(Excerpts of location labeling data)
+-------+
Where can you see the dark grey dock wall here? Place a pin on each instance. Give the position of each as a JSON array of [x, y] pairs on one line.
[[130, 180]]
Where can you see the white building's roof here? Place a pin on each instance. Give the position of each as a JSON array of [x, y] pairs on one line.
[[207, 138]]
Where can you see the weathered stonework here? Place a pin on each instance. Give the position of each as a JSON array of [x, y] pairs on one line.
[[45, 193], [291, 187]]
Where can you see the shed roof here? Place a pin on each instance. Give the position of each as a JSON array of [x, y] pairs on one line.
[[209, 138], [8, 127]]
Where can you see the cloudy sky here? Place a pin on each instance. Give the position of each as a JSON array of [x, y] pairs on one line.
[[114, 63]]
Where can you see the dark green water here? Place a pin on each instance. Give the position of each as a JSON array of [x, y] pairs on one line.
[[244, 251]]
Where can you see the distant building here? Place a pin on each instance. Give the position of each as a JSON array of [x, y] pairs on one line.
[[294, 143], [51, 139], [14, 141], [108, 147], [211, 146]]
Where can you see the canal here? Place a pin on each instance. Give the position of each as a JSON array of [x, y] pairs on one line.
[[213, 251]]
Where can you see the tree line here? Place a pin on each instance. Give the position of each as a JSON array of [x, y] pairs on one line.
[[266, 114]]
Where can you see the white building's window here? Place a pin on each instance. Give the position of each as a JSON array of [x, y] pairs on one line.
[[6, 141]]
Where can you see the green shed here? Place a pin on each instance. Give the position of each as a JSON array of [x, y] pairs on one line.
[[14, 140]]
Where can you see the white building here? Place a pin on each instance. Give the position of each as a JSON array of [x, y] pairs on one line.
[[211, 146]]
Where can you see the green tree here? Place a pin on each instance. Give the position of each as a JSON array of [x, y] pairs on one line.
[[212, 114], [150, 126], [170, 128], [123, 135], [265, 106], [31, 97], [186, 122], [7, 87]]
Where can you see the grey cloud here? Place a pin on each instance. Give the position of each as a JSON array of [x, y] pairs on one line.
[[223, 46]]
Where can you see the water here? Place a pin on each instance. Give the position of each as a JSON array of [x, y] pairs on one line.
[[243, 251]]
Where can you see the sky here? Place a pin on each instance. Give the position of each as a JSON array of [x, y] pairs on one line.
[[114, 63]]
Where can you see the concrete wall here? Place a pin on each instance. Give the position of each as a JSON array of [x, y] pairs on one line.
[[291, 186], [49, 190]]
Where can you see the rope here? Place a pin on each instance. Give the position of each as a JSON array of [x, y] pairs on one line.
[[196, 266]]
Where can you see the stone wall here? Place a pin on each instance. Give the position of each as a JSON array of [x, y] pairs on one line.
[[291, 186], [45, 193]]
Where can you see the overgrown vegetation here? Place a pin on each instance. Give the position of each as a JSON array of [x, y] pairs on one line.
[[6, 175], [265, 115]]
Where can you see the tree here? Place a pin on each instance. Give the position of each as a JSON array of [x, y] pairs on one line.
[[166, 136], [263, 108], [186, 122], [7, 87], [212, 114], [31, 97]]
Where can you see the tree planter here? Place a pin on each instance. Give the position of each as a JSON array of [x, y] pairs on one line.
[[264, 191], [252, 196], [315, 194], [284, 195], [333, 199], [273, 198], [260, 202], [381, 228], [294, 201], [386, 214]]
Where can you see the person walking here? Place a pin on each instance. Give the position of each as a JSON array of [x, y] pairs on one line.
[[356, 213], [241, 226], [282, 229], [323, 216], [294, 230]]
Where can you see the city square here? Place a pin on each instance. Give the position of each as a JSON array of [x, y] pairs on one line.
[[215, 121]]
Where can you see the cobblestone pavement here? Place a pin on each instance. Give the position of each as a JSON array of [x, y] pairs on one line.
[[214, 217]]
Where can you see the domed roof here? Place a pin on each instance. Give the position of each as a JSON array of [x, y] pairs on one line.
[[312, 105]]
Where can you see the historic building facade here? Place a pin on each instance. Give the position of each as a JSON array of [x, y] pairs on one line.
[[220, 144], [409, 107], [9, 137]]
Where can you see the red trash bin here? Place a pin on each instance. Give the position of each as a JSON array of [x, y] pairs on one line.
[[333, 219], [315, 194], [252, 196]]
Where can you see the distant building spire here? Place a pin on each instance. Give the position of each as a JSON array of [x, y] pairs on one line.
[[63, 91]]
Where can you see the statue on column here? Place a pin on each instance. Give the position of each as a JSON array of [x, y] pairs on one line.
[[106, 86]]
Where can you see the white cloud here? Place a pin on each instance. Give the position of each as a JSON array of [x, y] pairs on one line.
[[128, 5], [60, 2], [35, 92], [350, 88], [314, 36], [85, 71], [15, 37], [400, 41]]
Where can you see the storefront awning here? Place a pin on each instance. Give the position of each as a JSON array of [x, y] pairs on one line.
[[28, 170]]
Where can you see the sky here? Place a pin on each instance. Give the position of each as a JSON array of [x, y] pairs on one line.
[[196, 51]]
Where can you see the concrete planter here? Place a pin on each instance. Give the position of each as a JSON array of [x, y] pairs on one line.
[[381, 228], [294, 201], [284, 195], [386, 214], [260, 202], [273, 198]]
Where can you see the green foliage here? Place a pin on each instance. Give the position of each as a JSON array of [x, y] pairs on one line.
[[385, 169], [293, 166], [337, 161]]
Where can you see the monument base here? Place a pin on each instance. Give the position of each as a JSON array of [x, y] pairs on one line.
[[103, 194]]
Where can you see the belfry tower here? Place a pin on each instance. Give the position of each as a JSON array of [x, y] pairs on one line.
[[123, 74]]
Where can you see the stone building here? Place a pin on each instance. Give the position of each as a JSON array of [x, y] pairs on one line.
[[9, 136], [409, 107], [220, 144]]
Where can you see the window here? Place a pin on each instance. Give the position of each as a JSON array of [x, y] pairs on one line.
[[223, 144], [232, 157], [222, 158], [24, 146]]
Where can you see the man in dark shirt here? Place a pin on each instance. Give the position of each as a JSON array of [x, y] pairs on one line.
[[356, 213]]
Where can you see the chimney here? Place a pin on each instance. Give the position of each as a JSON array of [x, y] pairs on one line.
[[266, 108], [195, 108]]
+-------+
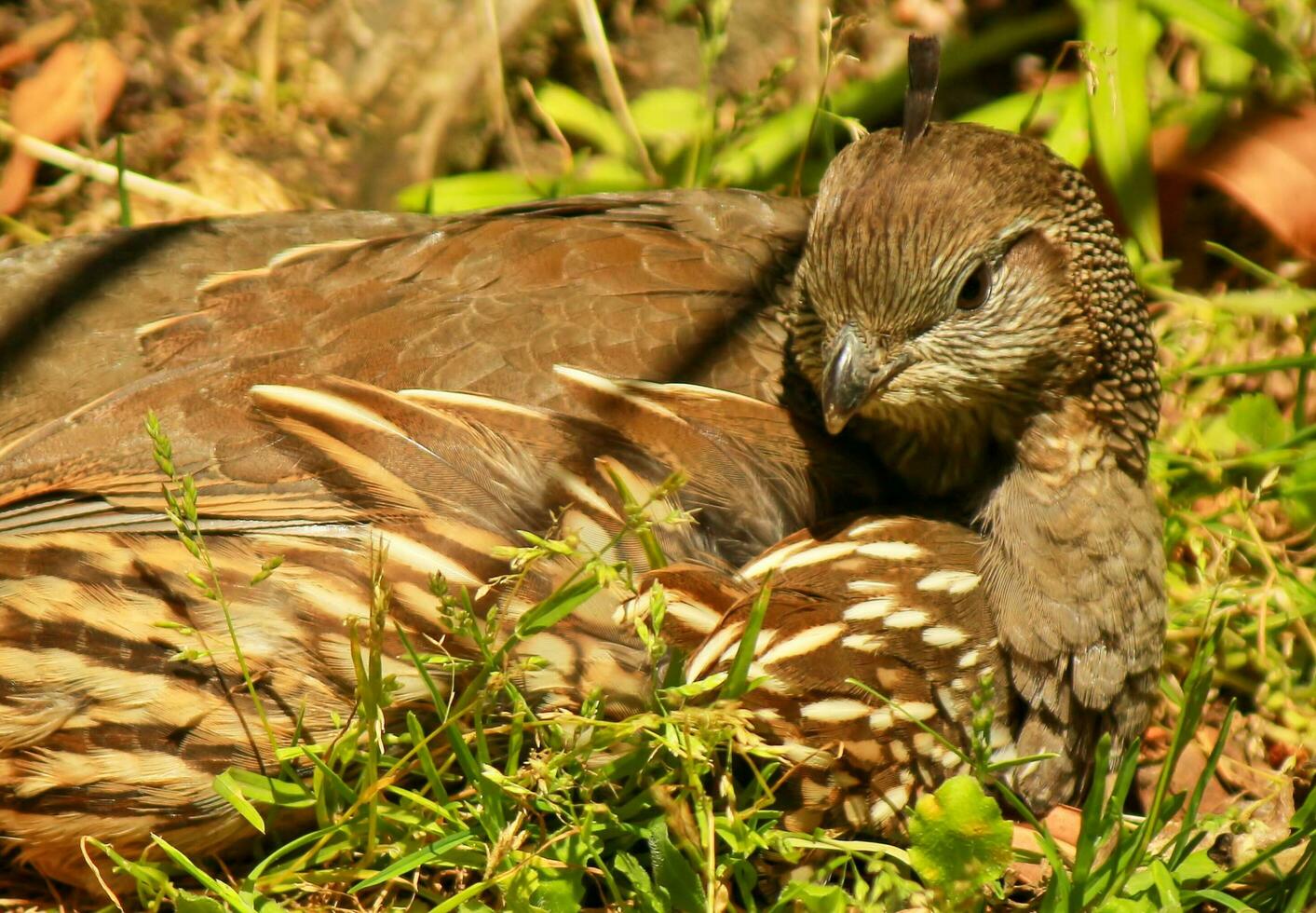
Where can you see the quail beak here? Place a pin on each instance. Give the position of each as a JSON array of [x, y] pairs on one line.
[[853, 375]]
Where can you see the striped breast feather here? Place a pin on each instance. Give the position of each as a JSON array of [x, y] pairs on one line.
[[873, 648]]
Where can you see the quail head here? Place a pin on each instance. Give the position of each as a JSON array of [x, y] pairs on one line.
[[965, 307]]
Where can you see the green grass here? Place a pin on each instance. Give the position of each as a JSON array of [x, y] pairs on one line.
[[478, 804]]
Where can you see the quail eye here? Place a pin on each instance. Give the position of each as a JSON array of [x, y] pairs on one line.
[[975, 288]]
+-------+
- STATED TASK
Copy the entries from the line with "Where can you see the overgrown" up to and including the line with "114], [31, 97]]", changing "overgrown vegetation" to "dense undergrowth" and leaving everything else unchanged. Give only those lines.

- REPLY TO THE EXERCISE
Where can you see the dense undergrowth here? Place a pin on each instance. Give the position of each as a JSON array of [x, y] pairs on one line.
[[6, 175], [265, 115]]
Where can you see the tree here? Place a pin on each instance. Give the position of each as a JSON array of [x, y] pairs on one line.
[[166, 136], [263, 108], [186, 122], [7, 87], [212, 114], [31, 97]]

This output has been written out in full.